▸ PASSAGE FOURNI

Nous publions cet article exclusif à l’heure où nos joyeux cancres viennent de rendre leurs copies. Que le ministère se rassure donc : il n’y a pas eu de fuite avant l’épreuve. On a bien cru perdre l’exclusivité hier soir par la faute d’une enseignante qui a maladroitement diffusé notre scoop sur Youtube, mais le ministère, parano à l’idée de devoir annuler l’épreuve du CE1D comme ce fut le cas sous l’ère Milquet, veille tel un pandore, et la vidéo fut retirée sans qu’aucune information ne filtre. Secret-défense. Mais avec nous, le ver est dans le fruit... CE1D. On jurerait qu’il s’agit là d’un obscur additif alimentaire, mais dans la grande famille des acronymes de la FWB (Fédération Wallonie-Bruxelles), il désigne la très controversée épreuve externe certificative, imposée à tous les élèves de nos braves contrées francophones.

Décriée dans le milieu enseignant comme étant trop facile, avec un taux de réussite trop élevé, l’épreuve fait chaque année parler d’elle. Les détracteurs dénoncent une épreuve calibrée pour faire passer un maximum de moutons au-dessus de la barrière (qui se souvient du chat Flocon de l’épreuve de juin 2016 en français ? Les élèves de deuxième secondaire devaient notamment, après la lecture d'un texte, reconnaître parmi quatre photos de chats, Flocon, un matou noir avec une tache blanche au cou...), d'autres dénoncent un niveau de difficulté variable en fonction des matières...


Chef, un p’tit ver !

Nous avons obtenu une copie des consignes de la question 16 de l’épreuve du CE1D de sciences (livret 2 - “partie expérimentale”) qui a été distribuée aux élèves ce jeudi. On a bien rigolé.

Dans ce document de deux pages, on donne les consignes aux personnes qui réaliseront une expérience devant les élèves afin d’évaluer leurs compétences d’observation (ah oui, les fameuses “compétences” minimales - savoir observer). Et donc, le pauvre zigue qui a dû se taper la première heure de surveillance a dû présenter oralement le matériel requis :

Un tube transparent, un manchon de papier cartonné avec les indications “tête” et “queue”, une lampe, et surtout, tenez-vous bien : un ver de terre bien vivant qu’il faudra introduire dans le tube en question. Gaïa et la sphère animaliste vont adorer, on imagine leurs slogans : “à mort les entubeurs de lombrics !”, “touche pas à mon ver !”, on voit venir leurs exigences : “il faut étourdir les asticots avant de les entuber !”, “Les vers ne sont pas des cobayes, fin de l’expérimentation sur les lombrics !”. Bref, si ça les occupe, ça laissera peut-être un peu de répit aux boucheries halal en cette période de ramadan. Mais retournons à nos moutons.

▸ ENTRÉES AFFICHÉES
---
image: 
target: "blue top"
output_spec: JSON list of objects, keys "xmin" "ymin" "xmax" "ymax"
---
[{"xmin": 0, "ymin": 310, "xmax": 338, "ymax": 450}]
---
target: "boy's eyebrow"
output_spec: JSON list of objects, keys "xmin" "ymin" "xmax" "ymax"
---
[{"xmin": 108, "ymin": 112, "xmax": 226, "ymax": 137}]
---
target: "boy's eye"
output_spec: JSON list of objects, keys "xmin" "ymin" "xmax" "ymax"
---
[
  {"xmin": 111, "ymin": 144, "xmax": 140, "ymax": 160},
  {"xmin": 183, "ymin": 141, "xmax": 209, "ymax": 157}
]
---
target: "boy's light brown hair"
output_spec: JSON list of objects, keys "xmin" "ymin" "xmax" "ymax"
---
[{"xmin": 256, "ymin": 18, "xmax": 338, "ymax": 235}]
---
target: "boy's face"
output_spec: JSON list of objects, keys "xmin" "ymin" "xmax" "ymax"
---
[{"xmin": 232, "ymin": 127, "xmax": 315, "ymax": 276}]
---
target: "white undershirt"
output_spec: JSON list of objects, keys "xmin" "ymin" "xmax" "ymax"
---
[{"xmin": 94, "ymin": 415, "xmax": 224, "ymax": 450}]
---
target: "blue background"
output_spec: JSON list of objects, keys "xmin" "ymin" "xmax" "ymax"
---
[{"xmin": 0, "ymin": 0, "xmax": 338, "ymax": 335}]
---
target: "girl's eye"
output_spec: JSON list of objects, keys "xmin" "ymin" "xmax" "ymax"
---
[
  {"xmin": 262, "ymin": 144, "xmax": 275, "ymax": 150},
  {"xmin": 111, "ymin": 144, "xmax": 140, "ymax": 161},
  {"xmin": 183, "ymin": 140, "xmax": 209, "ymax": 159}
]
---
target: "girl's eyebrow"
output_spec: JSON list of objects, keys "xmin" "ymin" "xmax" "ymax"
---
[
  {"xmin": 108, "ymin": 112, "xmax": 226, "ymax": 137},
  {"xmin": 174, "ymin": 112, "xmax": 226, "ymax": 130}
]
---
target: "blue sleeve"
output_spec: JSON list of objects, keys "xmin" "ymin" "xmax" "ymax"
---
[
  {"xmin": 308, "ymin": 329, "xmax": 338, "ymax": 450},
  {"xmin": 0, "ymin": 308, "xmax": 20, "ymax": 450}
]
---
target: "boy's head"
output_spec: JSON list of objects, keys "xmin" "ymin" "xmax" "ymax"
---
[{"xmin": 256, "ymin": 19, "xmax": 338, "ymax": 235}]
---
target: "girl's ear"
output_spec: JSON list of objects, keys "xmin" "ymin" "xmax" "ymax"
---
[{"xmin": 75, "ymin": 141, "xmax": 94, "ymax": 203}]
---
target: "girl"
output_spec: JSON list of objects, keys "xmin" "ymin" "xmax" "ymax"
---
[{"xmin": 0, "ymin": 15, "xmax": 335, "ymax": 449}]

▸ OBJECTIF 1
Répondez à ces questions à partir de l'article sur le CE1D :
(a) Que signifie l'acronyme FWB ?
(b) Quel chat les élèves de deuxième secondaire devaient-ils reconnaître lors de l'épreuve de juin 2016 en français, et comment est-il décrit ?
(c) De quelle question de l'épreuve de sciences l'article a-t-il obtenu les consignes ?
▸ OBJECTIF 2
Traduisez en anglais, s'il vous plaît, cette phrase de l'article sur le CE1D : « Décriée dans le milieu enseignant comme étant trop facile, avec un taux de réussite trop élevé, l’épreuve fait chaque année parler d’elle. »
▸ OBJECTIF 3
Poursuivez l'article sur le CE1D à partir de sa dernière phrase.

▸ RÉSULTAT 1
(a) Fédération Wallonie-Bruxelles.
(b) Flocon, un matou noir avec une tache blanche au cou.
(c) La question 16 (livret 2, « partie expérimentale »).

▸ RÉSULTAT 2
Criticized in teaching circles as being too easy, with too high a pass rate, the exam gets people talking every year.

▸ RÉSULTAT 3
Dans la suite des consignes, histoire que l’épreuve soit bien comprise, on demande au valeureux professeur de bien expliquer aux élèves qu’il s’agit d’un ver de terre. Et puis, on se poile encore, car il est demandé au prof d’introduire le ver dans le tube transparent légèrement humidifié à l’intérieur, et de cacher le ver par le manchon en papier cartonné. On imagine les profs se débattre avec un pauvre ver se contorsionnant pour éviter de se faire entuber, et on n’imagine même pas le regard larvaire des élèves découvrant le “matériel” expérimental.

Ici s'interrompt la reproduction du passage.